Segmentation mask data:
■ ■ ■ ■ ■ ■ ■

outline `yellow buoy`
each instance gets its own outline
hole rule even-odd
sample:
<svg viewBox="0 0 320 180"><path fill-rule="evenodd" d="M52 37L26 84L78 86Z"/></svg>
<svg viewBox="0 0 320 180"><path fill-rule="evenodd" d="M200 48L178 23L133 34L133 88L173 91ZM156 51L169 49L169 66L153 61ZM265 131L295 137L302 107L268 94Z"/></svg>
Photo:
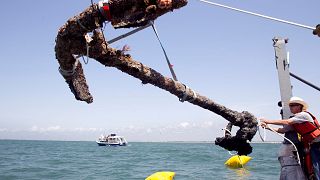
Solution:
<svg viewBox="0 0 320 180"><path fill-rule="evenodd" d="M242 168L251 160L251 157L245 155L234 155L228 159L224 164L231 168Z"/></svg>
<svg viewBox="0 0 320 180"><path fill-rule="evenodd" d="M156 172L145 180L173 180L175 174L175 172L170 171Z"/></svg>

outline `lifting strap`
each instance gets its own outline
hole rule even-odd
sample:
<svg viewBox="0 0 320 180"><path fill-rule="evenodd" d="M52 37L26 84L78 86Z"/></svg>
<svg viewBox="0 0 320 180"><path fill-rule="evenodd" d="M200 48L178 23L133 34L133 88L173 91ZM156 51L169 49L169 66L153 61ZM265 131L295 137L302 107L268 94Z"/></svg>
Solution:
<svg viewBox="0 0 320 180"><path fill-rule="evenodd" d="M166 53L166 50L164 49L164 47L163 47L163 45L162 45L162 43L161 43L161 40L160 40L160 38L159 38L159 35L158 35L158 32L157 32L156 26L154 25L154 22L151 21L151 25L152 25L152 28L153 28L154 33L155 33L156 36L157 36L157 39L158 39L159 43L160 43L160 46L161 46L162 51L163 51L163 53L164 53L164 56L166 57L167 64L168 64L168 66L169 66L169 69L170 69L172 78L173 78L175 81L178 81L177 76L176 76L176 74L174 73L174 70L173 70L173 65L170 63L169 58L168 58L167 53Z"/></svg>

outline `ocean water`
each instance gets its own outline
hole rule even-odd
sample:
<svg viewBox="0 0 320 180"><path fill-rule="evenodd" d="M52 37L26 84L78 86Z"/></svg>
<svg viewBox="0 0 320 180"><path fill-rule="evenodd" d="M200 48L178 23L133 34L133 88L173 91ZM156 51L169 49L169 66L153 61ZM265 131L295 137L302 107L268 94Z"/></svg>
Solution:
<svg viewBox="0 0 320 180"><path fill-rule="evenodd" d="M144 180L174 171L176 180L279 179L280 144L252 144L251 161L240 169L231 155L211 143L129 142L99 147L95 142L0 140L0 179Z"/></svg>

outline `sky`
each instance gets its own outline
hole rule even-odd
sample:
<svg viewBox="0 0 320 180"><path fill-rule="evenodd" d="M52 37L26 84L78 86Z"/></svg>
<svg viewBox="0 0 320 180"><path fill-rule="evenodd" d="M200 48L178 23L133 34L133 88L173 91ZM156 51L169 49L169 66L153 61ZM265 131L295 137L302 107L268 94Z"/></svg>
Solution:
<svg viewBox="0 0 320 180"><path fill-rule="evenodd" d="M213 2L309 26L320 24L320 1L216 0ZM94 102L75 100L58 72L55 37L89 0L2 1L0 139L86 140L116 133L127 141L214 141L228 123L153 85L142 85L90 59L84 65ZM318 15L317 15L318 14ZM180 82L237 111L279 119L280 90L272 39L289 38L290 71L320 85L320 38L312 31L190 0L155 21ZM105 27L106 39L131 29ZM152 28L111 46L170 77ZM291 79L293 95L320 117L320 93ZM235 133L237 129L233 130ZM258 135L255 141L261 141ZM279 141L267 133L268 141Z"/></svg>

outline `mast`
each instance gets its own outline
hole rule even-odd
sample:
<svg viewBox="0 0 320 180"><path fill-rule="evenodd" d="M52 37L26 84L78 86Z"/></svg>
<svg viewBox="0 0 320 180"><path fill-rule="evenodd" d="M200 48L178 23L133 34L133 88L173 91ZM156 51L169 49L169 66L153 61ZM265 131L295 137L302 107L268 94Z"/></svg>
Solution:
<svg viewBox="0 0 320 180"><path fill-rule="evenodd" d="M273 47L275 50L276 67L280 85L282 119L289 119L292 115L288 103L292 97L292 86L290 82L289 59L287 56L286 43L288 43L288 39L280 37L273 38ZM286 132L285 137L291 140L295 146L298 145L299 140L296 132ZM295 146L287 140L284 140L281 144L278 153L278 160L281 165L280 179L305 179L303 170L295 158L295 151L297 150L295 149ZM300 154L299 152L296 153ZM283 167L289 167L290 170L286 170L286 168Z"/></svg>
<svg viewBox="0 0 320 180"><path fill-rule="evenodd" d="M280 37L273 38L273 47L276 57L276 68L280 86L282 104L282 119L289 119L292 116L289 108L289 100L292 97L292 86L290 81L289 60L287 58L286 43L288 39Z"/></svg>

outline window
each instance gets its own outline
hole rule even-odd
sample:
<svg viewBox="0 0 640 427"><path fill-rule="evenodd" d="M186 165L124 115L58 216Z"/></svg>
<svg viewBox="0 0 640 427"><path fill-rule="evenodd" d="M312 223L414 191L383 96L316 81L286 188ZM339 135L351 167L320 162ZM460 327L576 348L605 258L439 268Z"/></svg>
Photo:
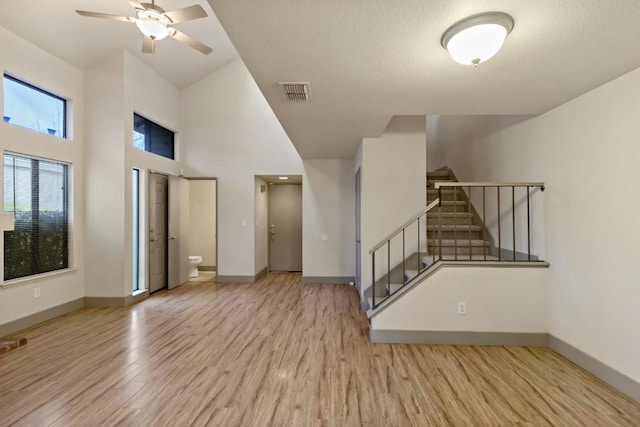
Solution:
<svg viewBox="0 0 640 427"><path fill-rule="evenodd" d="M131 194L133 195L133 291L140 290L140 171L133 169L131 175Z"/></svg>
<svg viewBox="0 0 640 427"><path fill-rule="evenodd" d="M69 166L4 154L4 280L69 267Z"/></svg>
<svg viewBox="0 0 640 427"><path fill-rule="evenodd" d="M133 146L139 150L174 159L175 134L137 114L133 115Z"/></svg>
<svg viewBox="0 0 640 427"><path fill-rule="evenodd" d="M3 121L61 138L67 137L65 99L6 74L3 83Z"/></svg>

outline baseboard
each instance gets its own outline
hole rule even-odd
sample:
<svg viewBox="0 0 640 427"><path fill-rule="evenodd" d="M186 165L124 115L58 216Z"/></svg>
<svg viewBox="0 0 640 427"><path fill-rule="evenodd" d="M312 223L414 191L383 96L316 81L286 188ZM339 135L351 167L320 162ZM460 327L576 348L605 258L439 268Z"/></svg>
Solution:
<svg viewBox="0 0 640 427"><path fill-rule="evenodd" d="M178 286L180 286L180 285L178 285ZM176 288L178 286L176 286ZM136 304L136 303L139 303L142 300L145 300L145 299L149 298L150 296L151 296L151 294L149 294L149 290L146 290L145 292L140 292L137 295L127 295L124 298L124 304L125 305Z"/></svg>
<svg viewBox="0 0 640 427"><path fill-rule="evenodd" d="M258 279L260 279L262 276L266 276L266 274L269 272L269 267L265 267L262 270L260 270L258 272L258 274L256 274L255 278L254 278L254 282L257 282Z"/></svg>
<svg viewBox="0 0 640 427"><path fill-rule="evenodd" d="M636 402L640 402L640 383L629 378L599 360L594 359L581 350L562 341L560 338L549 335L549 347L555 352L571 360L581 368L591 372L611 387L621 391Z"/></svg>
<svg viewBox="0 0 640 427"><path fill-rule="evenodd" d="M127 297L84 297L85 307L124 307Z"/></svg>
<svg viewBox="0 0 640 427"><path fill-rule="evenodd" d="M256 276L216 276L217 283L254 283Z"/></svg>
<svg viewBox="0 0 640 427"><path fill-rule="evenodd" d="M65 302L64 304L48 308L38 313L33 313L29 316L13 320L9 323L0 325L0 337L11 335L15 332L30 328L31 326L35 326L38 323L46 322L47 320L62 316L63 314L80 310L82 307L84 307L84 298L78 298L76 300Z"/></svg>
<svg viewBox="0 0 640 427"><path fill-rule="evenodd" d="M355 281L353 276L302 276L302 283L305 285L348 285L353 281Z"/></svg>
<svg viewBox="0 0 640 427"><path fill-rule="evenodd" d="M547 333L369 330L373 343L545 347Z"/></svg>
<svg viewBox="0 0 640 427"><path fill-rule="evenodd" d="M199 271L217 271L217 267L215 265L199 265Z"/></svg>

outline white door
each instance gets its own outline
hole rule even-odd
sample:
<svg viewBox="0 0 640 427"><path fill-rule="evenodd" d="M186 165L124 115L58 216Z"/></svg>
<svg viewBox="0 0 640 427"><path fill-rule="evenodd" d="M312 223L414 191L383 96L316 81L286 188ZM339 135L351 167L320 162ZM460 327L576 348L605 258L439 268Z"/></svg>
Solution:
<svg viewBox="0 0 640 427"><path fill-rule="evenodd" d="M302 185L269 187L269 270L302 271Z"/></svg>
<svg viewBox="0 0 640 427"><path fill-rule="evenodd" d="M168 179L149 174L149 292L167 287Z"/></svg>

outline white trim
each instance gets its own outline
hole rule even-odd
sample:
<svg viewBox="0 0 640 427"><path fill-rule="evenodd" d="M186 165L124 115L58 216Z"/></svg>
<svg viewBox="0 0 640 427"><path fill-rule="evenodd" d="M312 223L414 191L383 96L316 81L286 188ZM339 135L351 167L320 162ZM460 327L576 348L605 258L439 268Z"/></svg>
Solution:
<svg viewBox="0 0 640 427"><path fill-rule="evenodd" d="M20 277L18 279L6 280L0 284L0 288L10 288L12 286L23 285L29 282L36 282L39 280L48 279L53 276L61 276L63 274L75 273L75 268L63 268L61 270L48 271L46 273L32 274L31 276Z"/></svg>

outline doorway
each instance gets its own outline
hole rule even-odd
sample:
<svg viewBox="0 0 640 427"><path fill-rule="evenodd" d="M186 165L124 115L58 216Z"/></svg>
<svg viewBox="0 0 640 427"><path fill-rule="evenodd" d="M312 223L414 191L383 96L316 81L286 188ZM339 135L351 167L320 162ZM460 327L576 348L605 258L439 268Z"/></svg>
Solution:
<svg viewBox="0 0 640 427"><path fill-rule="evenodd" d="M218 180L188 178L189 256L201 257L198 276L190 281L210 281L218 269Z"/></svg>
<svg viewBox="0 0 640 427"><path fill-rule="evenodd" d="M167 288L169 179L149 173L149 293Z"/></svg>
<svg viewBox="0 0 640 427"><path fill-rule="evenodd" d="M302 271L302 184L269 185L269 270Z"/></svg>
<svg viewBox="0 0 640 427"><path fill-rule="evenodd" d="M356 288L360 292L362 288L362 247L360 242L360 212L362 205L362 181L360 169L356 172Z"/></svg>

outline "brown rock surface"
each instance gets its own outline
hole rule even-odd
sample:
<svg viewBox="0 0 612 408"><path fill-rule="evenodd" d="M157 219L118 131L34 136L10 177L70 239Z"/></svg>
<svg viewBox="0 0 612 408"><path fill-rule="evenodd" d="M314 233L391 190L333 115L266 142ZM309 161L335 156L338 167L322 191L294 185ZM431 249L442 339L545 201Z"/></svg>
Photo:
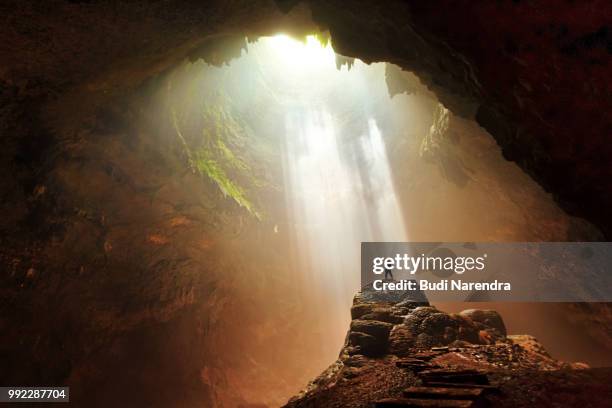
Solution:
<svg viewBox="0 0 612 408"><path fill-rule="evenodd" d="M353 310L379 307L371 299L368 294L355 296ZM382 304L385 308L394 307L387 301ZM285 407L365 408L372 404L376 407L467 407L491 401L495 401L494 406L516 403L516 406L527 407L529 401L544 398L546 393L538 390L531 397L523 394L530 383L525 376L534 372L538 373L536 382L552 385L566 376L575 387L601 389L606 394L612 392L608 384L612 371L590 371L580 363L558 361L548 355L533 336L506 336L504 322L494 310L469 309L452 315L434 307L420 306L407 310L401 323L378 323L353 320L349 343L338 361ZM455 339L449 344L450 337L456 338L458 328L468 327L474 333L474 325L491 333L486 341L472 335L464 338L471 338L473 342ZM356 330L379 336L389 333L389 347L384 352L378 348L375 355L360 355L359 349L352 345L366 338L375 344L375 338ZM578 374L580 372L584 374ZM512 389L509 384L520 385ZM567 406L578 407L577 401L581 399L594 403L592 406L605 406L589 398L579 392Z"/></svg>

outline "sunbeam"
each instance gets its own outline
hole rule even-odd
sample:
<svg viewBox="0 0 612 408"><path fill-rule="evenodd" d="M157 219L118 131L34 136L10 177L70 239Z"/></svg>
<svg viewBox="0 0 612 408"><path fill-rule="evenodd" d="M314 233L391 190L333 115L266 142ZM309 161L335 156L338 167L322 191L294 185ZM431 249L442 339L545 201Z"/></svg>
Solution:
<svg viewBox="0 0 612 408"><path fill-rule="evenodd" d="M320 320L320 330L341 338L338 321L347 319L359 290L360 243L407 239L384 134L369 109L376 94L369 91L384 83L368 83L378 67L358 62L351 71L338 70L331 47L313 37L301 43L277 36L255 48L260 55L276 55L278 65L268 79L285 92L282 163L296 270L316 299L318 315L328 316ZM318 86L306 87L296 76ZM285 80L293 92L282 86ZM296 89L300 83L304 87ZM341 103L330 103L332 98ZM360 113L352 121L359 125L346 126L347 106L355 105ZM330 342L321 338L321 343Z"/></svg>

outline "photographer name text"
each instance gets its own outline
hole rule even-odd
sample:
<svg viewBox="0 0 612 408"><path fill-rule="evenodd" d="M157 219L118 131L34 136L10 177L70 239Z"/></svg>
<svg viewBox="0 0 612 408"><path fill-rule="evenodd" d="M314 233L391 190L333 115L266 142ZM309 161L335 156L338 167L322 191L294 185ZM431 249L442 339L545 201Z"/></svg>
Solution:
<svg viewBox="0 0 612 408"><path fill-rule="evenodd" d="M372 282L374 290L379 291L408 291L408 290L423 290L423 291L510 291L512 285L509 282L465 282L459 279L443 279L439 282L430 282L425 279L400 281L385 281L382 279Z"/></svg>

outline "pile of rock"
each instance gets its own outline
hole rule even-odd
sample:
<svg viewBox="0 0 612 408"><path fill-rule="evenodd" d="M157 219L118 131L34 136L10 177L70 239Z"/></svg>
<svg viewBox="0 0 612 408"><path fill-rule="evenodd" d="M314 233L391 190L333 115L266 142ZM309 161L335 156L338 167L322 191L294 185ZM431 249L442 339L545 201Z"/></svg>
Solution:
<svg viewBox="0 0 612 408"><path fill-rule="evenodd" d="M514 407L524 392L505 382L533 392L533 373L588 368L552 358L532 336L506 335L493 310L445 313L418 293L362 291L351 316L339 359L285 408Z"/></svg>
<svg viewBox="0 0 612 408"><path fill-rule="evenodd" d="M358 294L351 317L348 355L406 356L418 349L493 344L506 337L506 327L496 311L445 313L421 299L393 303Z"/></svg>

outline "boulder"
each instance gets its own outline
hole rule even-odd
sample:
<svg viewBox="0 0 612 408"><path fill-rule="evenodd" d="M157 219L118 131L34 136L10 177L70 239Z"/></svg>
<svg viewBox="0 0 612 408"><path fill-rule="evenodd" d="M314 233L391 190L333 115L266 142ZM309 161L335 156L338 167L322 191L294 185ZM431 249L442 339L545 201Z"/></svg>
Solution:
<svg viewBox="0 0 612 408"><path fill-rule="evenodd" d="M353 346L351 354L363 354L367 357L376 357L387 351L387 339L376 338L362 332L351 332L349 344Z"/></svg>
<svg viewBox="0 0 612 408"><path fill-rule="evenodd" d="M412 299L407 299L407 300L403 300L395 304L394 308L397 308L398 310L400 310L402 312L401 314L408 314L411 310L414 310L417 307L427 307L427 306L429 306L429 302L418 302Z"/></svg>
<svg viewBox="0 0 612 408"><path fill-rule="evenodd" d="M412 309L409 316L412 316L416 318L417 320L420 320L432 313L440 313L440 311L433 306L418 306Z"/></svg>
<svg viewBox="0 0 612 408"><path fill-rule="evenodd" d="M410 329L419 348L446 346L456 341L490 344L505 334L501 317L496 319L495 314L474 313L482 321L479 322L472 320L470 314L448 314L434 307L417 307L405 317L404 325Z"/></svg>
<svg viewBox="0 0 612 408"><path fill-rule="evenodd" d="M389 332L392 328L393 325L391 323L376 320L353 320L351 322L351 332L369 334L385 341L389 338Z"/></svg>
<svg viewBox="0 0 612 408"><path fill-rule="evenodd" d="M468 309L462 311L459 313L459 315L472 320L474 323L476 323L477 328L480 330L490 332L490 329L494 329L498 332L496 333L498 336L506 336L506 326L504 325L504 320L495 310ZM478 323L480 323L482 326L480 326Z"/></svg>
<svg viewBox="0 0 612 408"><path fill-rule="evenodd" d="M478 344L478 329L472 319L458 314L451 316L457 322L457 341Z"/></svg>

■ ■ ■ ■ ■ ■ ■

◆ **What you should do**:
Pull out every line in the data above that has the word "rock".

◆ **Result**:
outline "brown rock surface"
outline "pile of rock"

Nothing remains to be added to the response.